# [EXERCISE DESCRIPTION]
Retype the listing exactly, minus its pictures.

[DATA SUPPLIED — start]

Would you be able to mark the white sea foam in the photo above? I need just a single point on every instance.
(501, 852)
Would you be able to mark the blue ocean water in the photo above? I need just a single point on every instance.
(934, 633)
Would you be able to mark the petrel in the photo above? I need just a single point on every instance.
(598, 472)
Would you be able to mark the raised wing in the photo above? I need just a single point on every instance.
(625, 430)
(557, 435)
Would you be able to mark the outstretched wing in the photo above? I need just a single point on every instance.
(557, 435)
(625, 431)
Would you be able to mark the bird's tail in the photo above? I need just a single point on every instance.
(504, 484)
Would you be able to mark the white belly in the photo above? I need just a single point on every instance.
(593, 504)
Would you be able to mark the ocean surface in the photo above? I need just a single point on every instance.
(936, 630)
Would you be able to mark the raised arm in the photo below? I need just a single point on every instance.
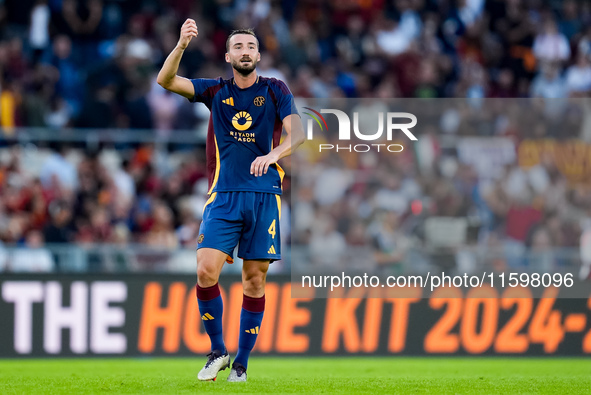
(167, 77)
(294, 138)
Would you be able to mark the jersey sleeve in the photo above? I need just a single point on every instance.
(205, 90)
(285, 102)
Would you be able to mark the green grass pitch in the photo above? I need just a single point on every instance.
(394, 375)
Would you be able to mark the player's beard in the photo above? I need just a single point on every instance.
(244, 70)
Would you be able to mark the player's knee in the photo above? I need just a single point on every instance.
(254, 283)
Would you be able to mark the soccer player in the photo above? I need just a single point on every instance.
(243, 146)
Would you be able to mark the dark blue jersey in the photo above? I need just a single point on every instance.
(244, 124)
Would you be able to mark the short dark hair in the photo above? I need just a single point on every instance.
(241, 31)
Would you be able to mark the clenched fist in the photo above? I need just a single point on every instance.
(188, 31)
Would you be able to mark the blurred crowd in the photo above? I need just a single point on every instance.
(93, 64)
(519, 198)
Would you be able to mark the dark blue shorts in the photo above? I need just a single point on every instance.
(250, 219)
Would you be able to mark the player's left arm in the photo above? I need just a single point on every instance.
(294, 138)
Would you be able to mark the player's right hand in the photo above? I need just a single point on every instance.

[DATA SUPPLIED — finish]

# [RESULT OF THIS EXERCISE]
Would you be able to mark the white sea foam in the photo above? I need just a single point on every instance.
(501, 852)
Would you be able to mark the blue ocean water in the photo above? I need just a single point on every instance.
(934, 633)
Would you be able to mark the petrel in the photo above? I need just a single point on every instance.
(598, 472)
Would you be able to mark the raised wing in the photo above? I need just a single point on every instance.
(625, 430)
(557, 435)
Would you be able to mark the outstretched wing in the photo above? I need just a single point on every instance.
(557, 435)
(625, 431)
Would you be able to mark the bird's tail in the photo above? I need just a single point on every instance.
(504, 484)
Would you be able to mark the white belly in the photo above? I need just a single point on every instance.
(593, 504)
Would you be able to mark the ocean surface in the photo above? I need just a single point on every instance.
(936, 630)
Would you be able to mark the raised arm in the photo below? I need just a single point on every instance.
(167, 77)
(294, 138)
Would you be able to mark the jersey sleeve in the photo above? I need just a single point on every instance.
(205, 90)
(285, 102)
Would you be able to mark the green grass pitch in the photo above? I need just a single point on every instance.
(394, 375)
Would you be able to mark the player's beard in the photo above? I need just a single point on every instance.
(244, 70)
Would you be able to mark the player's knee in the photo above? I need just a single point on every instance.
(254, 283)
Would you be able to mark the soccer player in the photo above? I need just a single point on every instance.
(243, 146)
Would you be able to mark the dark blue jersey in the photo above? I need just a single point on every instance.
(244, 124)
Would you be able to mark the short dark hair in the photo above? I need just a single point on every instance.
(241, 31)
Would you be able to mark the clenched fist in the photo above? I need just a single point on every instance.
(188, 31)
Would you be able to mark the blurred crowd in the photo above? I need just a single point on every instance.
(93, 64)
(519, 198)
Would you be able to mark the dark blue shorts in the photo above? I need just a single point on every instance.
(250, 219)
Would you be able to mark the player's left arm in the photo above? I need just a single point on every instance.
(294, 138)
Would you be able to mark the player's right hand in the photo above? I need just a single point on every instance.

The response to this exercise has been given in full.